[Stored records]
◇ ◇ ◇
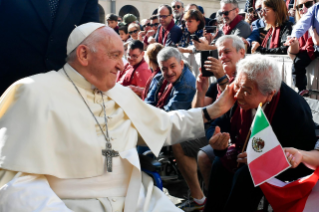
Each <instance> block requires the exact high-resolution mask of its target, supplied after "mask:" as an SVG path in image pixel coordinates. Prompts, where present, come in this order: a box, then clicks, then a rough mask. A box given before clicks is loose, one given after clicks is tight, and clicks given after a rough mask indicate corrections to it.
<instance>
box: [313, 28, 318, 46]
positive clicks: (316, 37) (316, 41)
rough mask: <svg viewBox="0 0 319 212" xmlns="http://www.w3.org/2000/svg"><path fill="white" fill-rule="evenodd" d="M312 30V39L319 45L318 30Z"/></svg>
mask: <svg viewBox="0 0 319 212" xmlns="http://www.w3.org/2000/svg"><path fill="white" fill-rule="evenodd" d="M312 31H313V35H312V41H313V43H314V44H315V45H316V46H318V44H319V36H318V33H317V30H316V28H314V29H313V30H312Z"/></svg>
◇ ◇ ◇
Exercise goal — Copy out every row above that contains the string "instance".

Completed exercise —
Each <instance> block requires the exact high-resolution mask of its target, supplied after "mask:" as an SVG path in image pixel coordinates. Prompts, where present, come in this order: a box, then clicks, then a rough mask. A box given before clicks is loose, one given after clicks is tight, and clicks given after a rough mask indicate corrections to it.
<instance>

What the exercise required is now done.